▶ SELECTED EXCERPT

====================

Boost logo

Boost :

From: John Max Skaller (skaller_at_[hidden])
Date: 2001-08-21 19:55:10


Peter Dimov wrote:
 
> We're using the 'variant' term in different ways, I suppose.

        Probably. That's why my previous rave describing what
a variant 'is'.

> I know about ML discriminated unions. They can be approximated in C++ by
>
> discriminated_union<xml_text, xml_tag> u;
>
> but the approximation obviously isn't a real ML union since it isn't
> statically checked.

        Yes.
 
> My variant<> (and Kevlin Henney's boost::any) solve a different problem.

        They can, _sometimes_ be used to solve an interesting
class of problems for which there is no other solution,
that is, where dynamic typing is actually required by the design.
But the basic requirement is for a discriminated
union over a finite list of cases.

        When I say basic, I mean two things:

        1) that this data structure
is fundamental mathematically. Without it, your programming
language is assuredly broken, it can't even begin to be used
to build data structures -- which are needed both in themselves,
and also for building representations of primitives (class types).

        2) 90% of design requirements call for closed unions.
90% of the balance call for a closed union including
a 'don't know what to do with this' case.

        Just about the only time you _really_ need dynamic
typing is where you must dispatch to unknown code,
which can be upgraded while the program is running.
That obviously precludes static checking.
The need is more common than actual solutions :-)

> They are used to implement dynamically checked polymorphic values

        Yes, I know, but this data structure is VERY weak,
and should be avoided at all costs. (Static completeness
requires a 'default' on every decoding)

        It provides neither abstraction, which admits polymorphism
of the virtual function kind, nor closed unification of the ML variant
kind, but instead, it provides an open unification: this is not
abstraction, and so there is NO polymorphism here. And it is not
finite unification, so there is NO unifying type for which one
can code closed functions.

        I.e. it breaks the open/closed principle,
one of the most fundamental tenants of good design
and robust software construction.

        So what is it? In theory, its a an infinite sum.

        Usually, its a serious design fault.
The reason is the usual rationale for using it:
one handles a set of messages/transactions using this technique,
so that if new ones get invented, the program just ignores
them -- but it still keeps running.

        In an accounting program, this is guarranteed to be
an error. If you add a new transaction type, you must modify
the whole program to cope with it (or your books won't balance).

        In a messaging system, it is almost always an error.

====================

Some records:

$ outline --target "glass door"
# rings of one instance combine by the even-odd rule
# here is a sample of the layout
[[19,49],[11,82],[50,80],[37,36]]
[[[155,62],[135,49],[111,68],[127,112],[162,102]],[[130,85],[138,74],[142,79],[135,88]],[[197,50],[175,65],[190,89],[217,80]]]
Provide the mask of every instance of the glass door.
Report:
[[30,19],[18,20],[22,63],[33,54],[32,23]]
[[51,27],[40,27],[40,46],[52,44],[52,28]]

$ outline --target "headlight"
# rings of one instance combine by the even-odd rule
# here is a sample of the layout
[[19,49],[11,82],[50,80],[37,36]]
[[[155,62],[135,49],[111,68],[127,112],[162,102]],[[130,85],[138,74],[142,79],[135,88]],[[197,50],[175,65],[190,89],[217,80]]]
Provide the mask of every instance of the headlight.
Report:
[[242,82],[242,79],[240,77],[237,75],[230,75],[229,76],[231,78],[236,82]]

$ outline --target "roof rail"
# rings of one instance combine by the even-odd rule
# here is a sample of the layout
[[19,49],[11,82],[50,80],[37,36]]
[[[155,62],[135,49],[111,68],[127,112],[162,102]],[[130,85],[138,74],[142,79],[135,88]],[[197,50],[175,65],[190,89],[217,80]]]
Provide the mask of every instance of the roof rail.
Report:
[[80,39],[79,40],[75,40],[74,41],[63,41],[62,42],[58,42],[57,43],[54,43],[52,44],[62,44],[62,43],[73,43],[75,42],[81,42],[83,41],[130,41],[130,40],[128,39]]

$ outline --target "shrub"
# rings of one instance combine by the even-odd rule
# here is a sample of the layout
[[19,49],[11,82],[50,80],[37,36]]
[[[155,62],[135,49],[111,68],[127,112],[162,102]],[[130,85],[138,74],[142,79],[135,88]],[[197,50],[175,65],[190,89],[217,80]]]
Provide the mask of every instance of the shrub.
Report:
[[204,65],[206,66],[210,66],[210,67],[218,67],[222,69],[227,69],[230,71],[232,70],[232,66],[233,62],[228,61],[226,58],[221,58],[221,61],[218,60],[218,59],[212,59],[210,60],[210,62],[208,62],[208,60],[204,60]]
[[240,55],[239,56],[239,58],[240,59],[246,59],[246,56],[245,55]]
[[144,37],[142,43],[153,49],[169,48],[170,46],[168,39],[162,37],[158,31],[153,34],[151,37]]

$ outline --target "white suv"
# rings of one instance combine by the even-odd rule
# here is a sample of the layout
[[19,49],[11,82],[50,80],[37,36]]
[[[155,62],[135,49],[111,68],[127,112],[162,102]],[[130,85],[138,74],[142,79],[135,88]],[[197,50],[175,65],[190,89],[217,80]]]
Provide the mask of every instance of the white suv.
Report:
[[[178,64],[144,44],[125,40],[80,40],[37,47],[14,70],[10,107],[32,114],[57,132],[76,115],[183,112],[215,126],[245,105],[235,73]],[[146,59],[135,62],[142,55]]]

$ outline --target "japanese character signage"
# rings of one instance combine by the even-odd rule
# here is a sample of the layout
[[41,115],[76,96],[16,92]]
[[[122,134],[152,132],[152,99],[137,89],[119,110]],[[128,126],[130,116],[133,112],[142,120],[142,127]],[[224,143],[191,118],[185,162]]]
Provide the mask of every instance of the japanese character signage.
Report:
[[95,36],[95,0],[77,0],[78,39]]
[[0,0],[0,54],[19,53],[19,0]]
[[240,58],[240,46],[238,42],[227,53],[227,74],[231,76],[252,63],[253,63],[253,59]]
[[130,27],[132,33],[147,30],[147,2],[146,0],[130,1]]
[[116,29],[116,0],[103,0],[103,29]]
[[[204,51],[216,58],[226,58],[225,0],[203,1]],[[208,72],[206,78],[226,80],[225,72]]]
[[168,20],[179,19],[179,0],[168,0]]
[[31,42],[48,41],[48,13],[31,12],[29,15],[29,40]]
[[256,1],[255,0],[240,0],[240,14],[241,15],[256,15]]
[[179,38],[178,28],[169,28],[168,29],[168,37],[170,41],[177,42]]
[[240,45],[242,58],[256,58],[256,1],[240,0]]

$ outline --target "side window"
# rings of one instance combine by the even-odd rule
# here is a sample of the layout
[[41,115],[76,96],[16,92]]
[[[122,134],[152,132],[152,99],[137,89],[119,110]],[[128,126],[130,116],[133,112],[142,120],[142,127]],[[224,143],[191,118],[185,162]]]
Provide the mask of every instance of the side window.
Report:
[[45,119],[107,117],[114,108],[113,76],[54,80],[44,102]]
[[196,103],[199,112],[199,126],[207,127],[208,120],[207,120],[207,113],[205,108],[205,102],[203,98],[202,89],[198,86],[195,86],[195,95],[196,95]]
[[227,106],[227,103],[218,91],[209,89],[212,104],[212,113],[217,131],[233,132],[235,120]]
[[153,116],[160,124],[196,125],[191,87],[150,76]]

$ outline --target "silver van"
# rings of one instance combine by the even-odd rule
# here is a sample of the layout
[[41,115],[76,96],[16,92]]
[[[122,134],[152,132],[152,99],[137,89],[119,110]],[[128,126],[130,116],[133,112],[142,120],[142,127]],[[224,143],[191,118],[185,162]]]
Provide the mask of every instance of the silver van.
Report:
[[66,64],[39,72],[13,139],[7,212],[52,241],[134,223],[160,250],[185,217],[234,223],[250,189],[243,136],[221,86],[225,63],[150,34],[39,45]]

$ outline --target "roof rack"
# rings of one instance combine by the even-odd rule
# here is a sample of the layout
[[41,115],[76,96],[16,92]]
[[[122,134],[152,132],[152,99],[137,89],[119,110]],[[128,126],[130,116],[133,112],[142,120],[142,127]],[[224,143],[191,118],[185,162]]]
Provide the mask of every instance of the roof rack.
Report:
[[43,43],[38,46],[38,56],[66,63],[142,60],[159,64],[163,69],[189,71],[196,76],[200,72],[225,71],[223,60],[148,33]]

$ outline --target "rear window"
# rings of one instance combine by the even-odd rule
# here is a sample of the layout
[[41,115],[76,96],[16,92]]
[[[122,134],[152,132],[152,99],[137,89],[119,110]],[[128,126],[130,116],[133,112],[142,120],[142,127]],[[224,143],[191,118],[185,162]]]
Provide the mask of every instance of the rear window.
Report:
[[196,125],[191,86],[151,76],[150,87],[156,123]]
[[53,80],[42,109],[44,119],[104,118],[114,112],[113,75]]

====================

▶ GIVEN REQUEST 1
Write out the passage of the post on variants from "The reason is" to "books won't balance).".
▶ GIVEN REQUEST 2
In the post on variants, what must happen when a new transaction type is added to an accounting program?

▶ FULL RESPONSE 1
The reason is the usual rationale for using it:
one handles a set of messages/transactions using this technique,
so that if new ones get invented, the program just ignores
them -- but it still keeps running.

        In an accounting program, this is guarranteed to be
an error. If you add a new transaction type, you must modify
the whole program to cope with it (or your books won't balance).

▶ FULL RESPONSE 2
The whole program must be modified to cope with it, or the books won't balance.